───── Passage for review ─────
But clearly, you know, this is having a tremendous effect on the Assad family itself. The other day we had an extraordinary image. I watched it on television here, on Syrian state TV of the uncle of Makhluf, the uncle of Bashar, who's a well known multi-billionaire businessman, constantly accused of corruption, his funds have been frozen by the EU and the Americans, who went on television and said, ‘In future I'm not going to be a businessman, I'm gonna be in charge of a charity.’ A charity in Syria! This is remarkable. Extraordinary things are happening. But no-one believes what they see on the television. And it's not surprising, because it's not true. You know, we had Assad on – in his parliamentary speech broadcast throughout Syria saying, ‘Oh, you know, the demonstrators are good people, but they're being used as a shroud,’ a rather horrible expression he used, ‘by gunmen who are shooting from behind them.’ This is the same excuse that the Israelis make when they kill civilians. It's what the British army used to say in Northern Ireland: crowds were being used as human shields. It's what NATO says in Afghanistan and Iraq when it kills innocent people. And now Assad is using the same excuse as the Israelis, British and NATO. Absolutely incredible.
TONY JONES: It was a mixture of reform, promises and sinister threats, but there is a limit to the tolerance …
ROBERT FISK: Yes.
TONY JONES: There's a limit to the tolerance of people who are oppressed in this way.
ROBERT FISK: Yes.
TONY JONES: We saw it in Daraa after the torture and death of the 13-year-old boy – in particular him. But the consensus of analysts still is that a critical mass has not yet been reached to overthrow the regime. Will it reach a critical mass?
ROBERT FISK: You know, the problem is that tens of thousands of people with great courage go onto the street, they're shot down, then the mourners come along to the funeral and the mourners are shot down. Where they get courage from I don't know; these are tough, brave people. But tens of thousands is not enough. You need millions on the streets. And that's what brought down Mubarak: there was a million people just in Tahrir Square alone in Cairo, let alone Alexandria, Suez and the other Egyptian cities. Interestingly, the Egyptians who were behind the revolution, the young people, have actually sent to the local committees of the resistance inside Syria itself a list of advice – one, two, three, four, five – of how they should spread demonstrations. Do them in every city in Syria, not just in one village or two cities, but everywhere because that way it'll grind the authorities down, they'll begin to lose their morale that they can win. They had a number of other pieces of advice about how, under no circumstances, must you use weapons – which of course is what Bashar al-Assad referred to. I have to say though that all the evidence I have is that there are some armed groups, as the Syrians say, the Syrian government says, around. I've seen – every night now you see the bodies of Syrian soldiers who've been shot dead and sometimes mutilated being sent off to their graves. Somebody is killing them. And certainly some of the refugees in northern Syria are carrying weapons. I've actually seen them on the other side of the border carrying Kalashnikovs. These people just want to defend themselves. In some cases to defend their families from being humiliated or tortured. Any man would take a weapon in those cases. But that is what is happening. So there are armed men and that means we're moving towards – not in, but towards a civil conflict.
───── Data excerpt ─────
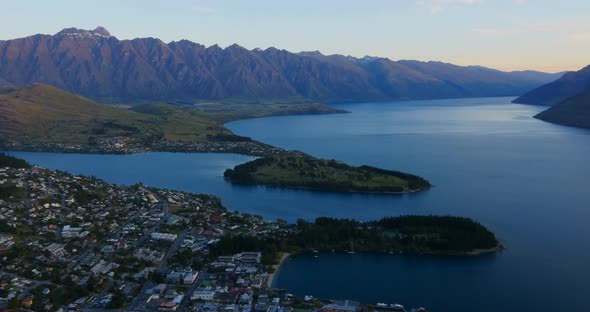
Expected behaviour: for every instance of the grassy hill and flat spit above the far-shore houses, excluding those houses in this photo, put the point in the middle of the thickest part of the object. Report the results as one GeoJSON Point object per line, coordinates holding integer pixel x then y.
─────
For each statement below, state yes or no according to the interview on Syria and quote the words of the text that decide it: (a) Robert Fisk says tens of thousands of people on the streets is enough to overthrow the regime. (b) The young Egyptians advised the Syrian resistance never to use weapons. (c) Robert Fisk says he has seen refugees carrying Kalashnikovs on the other side of the border.

(a) No: "But tens of thousands is not enough."
(b) Yes: "under no circumstances, must you use weapons"
(c) Yes: "I've actually seen them on the other side of the border carrying Kalashnikovs."